┌────────

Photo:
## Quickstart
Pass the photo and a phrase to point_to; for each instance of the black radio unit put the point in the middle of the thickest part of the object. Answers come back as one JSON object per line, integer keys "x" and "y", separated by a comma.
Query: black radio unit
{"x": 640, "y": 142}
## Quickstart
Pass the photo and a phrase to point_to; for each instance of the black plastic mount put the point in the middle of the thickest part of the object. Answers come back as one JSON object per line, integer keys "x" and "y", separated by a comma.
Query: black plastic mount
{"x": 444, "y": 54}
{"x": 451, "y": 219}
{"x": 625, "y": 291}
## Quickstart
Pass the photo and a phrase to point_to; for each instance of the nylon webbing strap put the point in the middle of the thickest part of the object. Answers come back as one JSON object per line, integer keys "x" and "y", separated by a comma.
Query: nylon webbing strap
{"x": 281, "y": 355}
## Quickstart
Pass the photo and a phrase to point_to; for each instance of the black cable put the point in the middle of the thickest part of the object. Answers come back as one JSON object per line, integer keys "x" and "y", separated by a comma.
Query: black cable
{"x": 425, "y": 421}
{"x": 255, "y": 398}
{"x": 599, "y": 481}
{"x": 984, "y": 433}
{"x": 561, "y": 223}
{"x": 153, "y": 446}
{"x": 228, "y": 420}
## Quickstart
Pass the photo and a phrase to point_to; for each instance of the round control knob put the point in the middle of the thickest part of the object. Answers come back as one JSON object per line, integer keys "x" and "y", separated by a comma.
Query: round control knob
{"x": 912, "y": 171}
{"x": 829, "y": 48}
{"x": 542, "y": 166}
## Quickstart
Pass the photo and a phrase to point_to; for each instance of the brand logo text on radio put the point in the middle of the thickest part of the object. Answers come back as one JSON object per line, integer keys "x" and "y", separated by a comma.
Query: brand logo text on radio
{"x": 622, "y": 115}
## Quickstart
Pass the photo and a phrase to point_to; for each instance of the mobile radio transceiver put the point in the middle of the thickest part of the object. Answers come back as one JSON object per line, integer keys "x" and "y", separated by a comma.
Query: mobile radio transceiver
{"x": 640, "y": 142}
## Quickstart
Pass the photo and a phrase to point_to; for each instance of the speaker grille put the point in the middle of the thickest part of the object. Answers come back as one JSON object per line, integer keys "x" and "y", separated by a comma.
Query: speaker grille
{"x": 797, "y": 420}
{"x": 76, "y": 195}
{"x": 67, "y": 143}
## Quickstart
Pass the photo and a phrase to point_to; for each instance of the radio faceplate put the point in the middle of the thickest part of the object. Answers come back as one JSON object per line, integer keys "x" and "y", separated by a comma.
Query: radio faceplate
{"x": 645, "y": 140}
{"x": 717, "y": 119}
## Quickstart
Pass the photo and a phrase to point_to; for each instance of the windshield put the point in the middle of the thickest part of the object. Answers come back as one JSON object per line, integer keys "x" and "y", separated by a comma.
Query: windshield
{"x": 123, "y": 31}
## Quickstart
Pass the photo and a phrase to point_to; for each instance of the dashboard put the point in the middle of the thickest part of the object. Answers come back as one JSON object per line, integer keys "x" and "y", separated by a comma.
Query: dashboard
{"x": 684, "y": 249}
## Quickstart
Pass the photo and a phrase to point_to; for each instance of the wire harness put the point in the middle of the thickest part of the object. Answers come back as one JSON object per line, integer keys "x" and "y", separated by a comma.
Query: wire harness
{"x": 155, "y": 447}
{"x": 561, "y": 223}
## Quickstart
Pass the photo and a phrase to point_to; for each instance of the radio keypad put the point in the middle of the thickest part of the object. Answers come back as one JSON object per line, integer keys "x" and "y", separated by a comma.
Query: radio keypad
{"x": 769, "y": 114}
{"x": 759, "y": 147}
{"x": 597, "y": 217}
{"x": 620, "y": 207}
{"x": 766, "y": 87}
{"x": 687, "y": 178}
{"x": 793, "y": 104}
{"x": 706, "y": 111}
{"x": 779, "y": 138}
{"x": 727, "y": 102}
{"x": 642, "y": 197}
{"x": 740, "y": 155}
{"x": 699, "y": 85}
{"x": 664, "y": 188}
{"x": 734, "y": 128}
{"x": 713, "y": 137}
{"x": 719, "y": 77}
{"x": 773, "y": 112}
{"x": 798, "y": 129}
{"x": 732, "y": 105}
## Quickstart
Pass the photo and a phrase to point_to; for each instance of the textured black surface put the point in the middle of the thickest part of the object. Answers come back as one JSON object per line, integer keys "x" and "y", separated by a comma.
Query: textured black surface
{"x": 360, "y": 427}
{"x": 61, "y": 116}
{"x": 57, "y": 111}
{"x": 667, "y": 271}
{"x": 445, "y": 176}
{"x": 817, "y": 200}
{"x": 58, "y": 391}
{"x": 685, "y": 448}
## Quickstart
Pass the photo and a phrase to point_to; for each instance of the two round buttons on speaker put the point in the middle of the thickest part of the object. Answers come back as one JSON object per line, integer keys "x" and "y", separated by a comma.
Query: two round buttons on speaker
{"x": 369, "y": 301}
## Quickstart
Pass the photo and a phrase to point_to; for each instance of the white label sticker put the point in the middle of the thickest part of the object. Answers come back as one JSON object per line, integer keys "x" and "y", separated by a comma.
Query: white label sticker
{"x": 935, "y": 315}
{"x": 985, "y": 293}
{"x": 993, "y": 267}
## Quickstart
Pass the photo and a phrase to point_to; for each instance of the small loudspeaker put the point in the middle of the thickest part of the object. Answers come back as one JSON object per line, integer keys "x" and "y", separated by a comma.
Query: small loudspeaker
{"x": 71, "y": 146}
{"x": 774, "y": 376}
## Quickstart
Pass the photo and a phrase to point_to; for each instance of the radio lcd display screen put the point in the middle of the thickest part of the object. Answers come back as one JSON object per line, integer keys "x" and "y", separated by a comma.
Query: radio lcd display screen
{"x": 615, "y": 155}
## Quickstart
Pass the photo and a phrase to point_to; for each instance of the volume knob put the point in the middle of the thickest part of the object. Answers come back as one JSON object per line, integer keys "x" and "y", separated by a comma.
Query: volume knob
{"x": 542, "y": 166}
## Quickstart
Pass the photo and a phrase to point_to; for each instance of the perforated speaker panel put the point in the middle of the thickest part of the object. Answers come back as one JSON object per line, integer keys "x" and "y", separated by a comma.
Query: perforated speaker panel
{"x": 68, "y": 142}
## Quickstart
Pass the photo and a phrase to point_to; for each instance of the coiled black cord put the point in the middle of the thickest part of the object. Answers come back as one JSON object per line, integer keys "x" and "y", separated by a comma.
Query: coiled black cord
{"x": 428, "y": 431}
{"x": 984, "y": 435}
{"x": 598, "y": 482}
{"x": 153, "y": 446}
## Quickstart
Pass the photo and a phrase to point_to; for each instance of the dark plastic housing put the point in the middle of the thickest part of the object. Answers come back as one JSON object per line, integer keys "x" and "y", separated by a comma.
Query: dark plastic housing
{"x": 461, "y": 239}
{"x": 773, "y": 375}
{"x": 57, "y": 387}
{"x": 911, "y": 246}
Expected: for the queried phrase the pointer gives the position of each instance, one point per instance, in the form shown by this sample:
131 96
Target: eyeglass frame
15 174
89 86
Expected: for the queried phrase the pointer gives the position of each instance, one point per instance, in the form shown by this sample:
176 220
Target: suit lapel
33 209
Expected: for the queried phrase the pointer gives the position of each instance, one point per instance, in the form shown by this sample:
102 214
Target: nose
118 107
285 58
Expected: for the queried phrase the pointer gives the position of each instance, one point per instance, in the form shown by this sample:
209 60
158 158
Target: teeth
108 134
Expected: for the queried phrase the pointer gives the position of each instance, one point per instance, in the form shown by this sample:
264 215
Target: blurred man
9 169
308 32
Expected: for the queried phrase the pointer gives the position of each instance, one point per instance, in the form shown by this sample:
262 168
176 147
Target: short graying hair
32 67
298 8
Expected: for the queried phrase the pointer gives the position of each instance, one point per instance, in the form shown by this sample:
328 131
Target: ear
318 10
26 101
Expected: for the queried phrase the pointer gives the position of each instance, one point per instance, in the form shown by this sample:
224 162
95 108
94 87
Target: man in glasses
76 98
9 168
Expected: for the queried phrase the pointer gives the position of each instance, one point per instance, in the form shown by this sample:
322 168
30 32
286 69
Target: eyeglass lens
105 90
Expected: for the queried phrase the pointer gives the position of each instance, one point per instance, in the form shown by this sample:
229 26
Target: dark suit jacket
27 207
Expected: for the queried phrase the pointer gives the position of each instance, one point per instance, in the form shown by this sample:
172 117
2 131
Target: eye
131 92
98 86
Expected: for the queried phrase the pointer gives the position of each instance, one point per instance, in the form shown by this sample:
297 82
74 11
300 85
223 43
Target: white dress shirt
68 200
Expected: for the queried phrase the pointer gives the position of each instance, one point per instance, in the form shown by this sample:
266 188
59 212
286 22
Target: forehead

└────────

Goal
Extract each line of the data above that contains the string "dark". The match is case-sensitive.

Complete output
Pass the photo and a phrase to point_to; for each instance of the dark plastic housing put the point in the middle of the thickest part of the object. Answers come back as one JSON object per line, integer keys "x" and "y", separated by a comma.
Query: dark plastic housing
Target: dark suit jacket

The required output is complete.